Voltamos ao Embaixador Armando Martins Janeira, no seu livro “A Construção de um País Moderno”: - «Os grandes construtores do Japão moderno não são os políticos, mas os grandes industriais: os inventores da Sony, da National, da Honda, da Seiko, da Toyota e da Nissan, do jornal maior do mundo, o Yomiuri. Estes construtores de um novo país têm incessantemente proclamado acima de tudo a sua fé na inteligência. O progresso industrial baseia-se na circulação da informação. O Japão é o país mais bem informado do mundo. Para dar um exemplo: a Mitsui dispõe de uma rede de telecomunicações de 400 000 km, tendo vinte e quatro linhas directas para Nova Iorque; recebe diariamente quatro mil mensagens – mais que todos os ministérios portugueses juntos. Existe uma estreita ligação entre o marketing e a actividade produtiva; a Toyota, por exemplo, só produz o número de automóveis que pode vender. Os sistemas económico e industrial são rapidamente permeáveis às inovações técnicas. São mesmo sensíveis à estética: as operárias de uma fábrica em Tóquio usam uniformes desenhados por Pierre Cardin.
Pode dizer-se que o progresso japonês é apenas devido à inteligência, condicionada a três factores: o sistema de educação, a constante procura de inovação e a disciplina da organização, incessantemente aperfeiçoada.
Os elementos essenciais do sistema nipónico têm sido a produção industrial e o comércio externo. Uma das principais tarefas da diplomacia japonesa tem sido realizar a coordenação e expansão económica ao nível internacional.
A organização política e económica, embora com muitas limitações, não sofre dos defeitos e absurdos, nem da rotina, do capitalismo ocidental. O Japão adoptou do Ocidente princípios capitalistas e princípios socialistas, e sobre estas duas filosofias políticas instalou um pragmatismo são e eficaz – simbiose esta que só poderia ser realizada por quem está de fora tanto da filosofia capitalista como da comunista e pode recorrer ainda a uma forma de pensamento diferente de ambas, de raiz asiática.
Mas antes desta adopção de ideias e métodos estrangeiros está o propósito fundamental de criar um país novo, assente em novas estruturas, embora guardando ciosamente o fundo da sua ética, língua, cultura e carácter social.
Os Japoneses responderam ao desafio do Ocidente modificando a sua sociedade e elaborando um sistema de valores que visa o progresso nacional e o convívio internacional, num mundo novo orientado para a divisão internacional do trabalho e a harmonização do comércio mundial.

Tarefa 1: No texto sobre o Japão moderno, quais são os nomes cujos inventores são apontados como os grandes construtores do país?
Tarefa 2: Prossiga o texto sobre o Japão moderno a partir da sua última frase.

Listagem fornecida:

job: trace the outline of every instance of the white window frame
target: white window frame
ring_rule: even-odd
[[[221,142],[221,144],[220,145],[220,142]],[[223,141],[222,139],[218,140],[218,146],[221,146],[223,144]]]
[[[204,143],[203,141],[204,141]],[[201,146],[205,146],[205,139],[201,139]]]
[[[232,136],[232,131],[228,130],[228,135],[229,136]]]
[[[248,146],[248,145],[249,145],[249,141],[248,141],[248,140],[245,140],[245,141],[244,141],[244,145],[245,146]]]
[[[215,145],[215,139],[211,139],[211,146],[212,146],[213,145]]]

Resposta escrita 1: Sony, National, Honda, Seiko, Toyota, Nissan e o jornal Yomiuri.

Resposta escrita 2:
(…) Uma sociedade é um complexo de estruturas humanas, cuja evolução se vai acelerando. Enquanto o Ocidente se preocupa cada vez mais com a sua segurança (…), o Japão concentra-se nos problemas da intensificação do progresso, da automatização, da humanização das grandes cidades, na regeneração do ambiente, na redução do tempo de trabalho, no preenchimento dos tempos livres, no aumento da cultura, em abrir largas perspectivas sobre o século XXI.
Cobrindo uma vasta extensão de terra e mar, rica de recursos, contando quase metade da população mundial, a Ásia começa a tomar consciência da força da sua identidade.
Aqui estão situados países de economias muito dinâmicas, como, além do Japão, a Coreia do Sul, a Formosa, Singapura; mais tarde será a China, cujo desenvolvimento, como previu Napoleão, vai provavelmente decidir o futuro do mundo.
O Japão, procurando guardar a sua identidade e pertença à Ásia, quer alargar ao mesmo tempo os seus laços com o Ocidente, dupla posição que poderá favorecer o esclarecimento de uma política comum nos problemas Norte-Sul e trazer benefícios ao progresso mundial.
Escritores há que prevêem que o próximo milénio será de predomínio da Ásia.
O Japão seleccionou do Ocidente as ideias e os estímulos que pudessem revitalizar a sua antiga civilização, e é o único país não ocidental a atingir uma industrialização plena. Combinando as novas ideias e fontes ocidentais com as herdadas do seu passado, o Japão está a criar uma nova cultura e a abrir novos caminhos às gerações do futuro.
O Japão criou uma nova forma de capitalismo, bastante diferente do original ocidental. A originalidade e a criatividade com que o Japão formou as suas novas estruturas políticas e económicas oferecem matéria para séria reflexão. A vida política e a actividade económica nipónicas estão impregnadas de uma sabedoria oriental e de valores estéticos orientais que não têm equivalente nos países capitalistas do Ocidente.
Mas só a ciência e a tecnologia ocidentais podiam permitir o espectacular sucesso do Japão moderno.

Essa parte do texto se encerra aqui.